## PROBLEM DETAILS
Copy every entry as is. Leave images out.

▼▼▼

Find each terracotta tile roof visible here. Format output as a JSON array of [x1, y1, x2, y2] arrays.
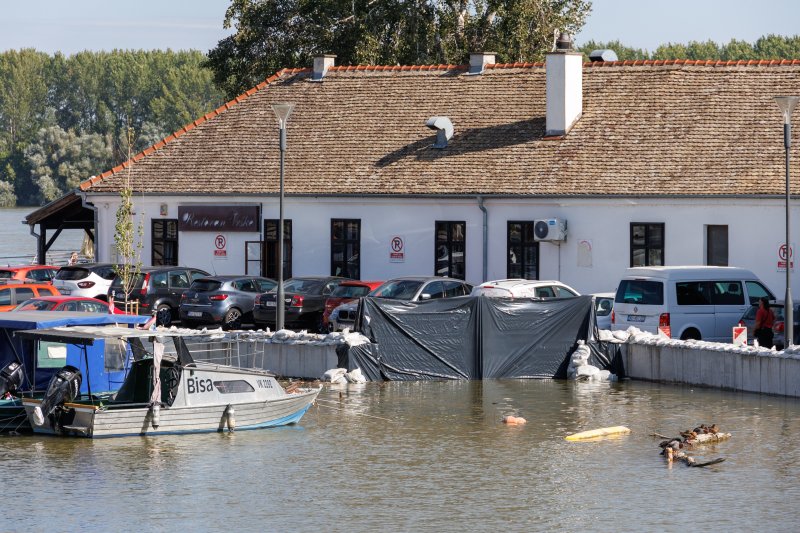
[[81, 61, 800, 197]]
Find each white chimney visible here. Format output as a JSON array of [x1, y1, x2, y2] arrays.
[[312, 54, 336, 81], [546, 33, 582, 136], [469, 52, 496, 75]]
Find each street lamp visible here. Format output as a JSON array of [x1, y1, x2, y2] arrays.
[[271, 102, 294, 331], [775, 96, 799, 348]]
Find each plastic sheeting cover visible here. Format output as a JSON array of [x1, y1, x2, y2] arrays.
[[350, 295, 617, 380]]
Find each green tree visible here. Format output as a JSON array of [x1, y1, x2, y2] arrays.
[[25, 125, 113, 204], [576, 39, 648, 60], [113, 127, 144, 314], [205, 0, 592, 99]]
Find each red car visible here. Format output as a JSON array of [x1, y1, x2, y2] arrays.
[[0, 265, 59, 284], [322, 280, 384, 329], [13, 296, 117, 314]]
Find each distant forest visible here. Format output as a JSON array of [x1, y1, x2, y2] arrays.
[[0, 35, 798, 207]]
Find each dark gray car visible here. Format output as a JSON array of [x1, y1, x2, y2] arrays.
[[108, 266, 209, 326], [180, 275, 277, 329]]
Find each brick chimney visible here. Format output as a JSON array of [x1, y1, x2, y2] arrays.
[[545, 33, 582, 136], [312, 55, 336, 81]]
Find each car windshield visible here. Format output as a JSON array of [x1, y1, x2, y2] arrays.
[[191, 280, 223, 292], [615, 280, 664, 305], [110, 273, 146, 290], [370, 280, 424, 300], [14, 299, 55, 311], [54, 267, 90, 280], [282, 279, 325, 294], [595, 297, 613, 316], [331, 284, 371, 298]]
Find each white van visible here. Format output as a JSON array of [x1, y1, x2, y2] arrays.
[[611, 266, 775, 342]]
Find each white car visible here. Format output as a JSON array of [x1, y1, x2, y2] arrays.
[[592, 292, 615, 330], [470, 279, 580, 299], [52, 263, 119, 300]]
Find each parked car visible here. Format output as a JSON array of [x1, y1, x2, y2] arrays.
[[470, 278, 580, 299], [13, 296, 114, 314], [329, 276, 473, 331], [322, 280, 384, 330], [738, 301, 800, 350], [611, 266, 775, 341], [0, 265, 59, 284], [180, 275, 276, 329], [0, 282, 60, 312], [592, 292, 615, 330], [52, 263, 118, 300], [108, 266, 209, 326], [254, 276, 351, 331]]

▲▲▲

## RESULT
Find each terracotta tile roof visible here. Format output as a JSON array of [x1, y1, x2, y2] arrays.
[[81, 61, 800, 197]]
Find each white chimney visible here. Format output as a JSON array of [x1, y1, x2, y2] arrays.
[[312, 54, 336, 81], [546, 33, 582, 136], [469, 52, 496, 75]]
Find each street lamp visible here. Format output as a JSON array of [x1, y1, x2, y2] arrays.
[[271, 102, 294, 331], [775, 96, 799, 348]]
Find each plastic sheeting cover visible here. Format output as a JSON array of [x1, y1, x2, y2] arrays.
[[350, 295, 617, 380]]
Find each green tree visible here. Format output as a JSON array of [x1, y1, x2, y2] arrays.
[[25, 125, 113, 204], [576, 39, 648, 60], [113, 127, 144, 314], [205, 0, 592, 99]]
Find each red car visible here. Format output as a JSON array of [x1, y1, x2, y2] arrays.
[[0, 265, 59, 284], [322, 280, 384, 329], [13, 296, 117, 314]]
Find each distant forest visible here. Format output as a JSON array of [x1, y1, x2, y2] arrays.
[[0, 35, 798, 207]]
Find each dark gray car visible here. Format output as a JSON array of [x1, y1, x2, y2] arrays.
[[108, 266, 209, 326], [180, 275, 277, 329]]
Find each brick chimney visible here. Format output as a JSON array of [x1, y1, x2, y2] arrays.
[[545, 33, 582, 136], [312, 55, 336, 81]]
Find each car windshield visible here. Format output as a JSON array of [x1, y1, x2, y2] arrays.
[[191, 280, 223, 292], [615, 280, 664, 305], [110, 273, 146, 290], [370, 280, 424, 300], [14, 299, 55, 311], [54, 267, 90, 280], [282, 279, 325, 294], [595, 297, 613, 316], [331, 284, 371, 298]]
Find each white van visible here. Format output as a JSON array of [x1, y1, x2, y2] arrays.
[[611, 266, 775, 342]]
Find each white car visible here. Format output as a JSON array of [x1, y1, x2, y2] arrays.
[[592, 292, 615, 330], [470, 279, 580, 299], [52, 263, 119, 300]]
Find each parked car visible here. Format output as a JSON array of [x1, y1, x2, y2] arrays.
[[470, 278, 580, 299], [13, 296, 114, 314], [329, 276, 473, 331], [322, 280, 384, 330], [738, 301, 800, 350], [611, 266, 775, 341], [0, 265, 59, 284], [180, 275, 276, 329], [0, 282, 60, 312], [592, 292, 615, 330], [52, 263, 118, 300], [108, 266, 209, 326], [254, 276, 351, 331]]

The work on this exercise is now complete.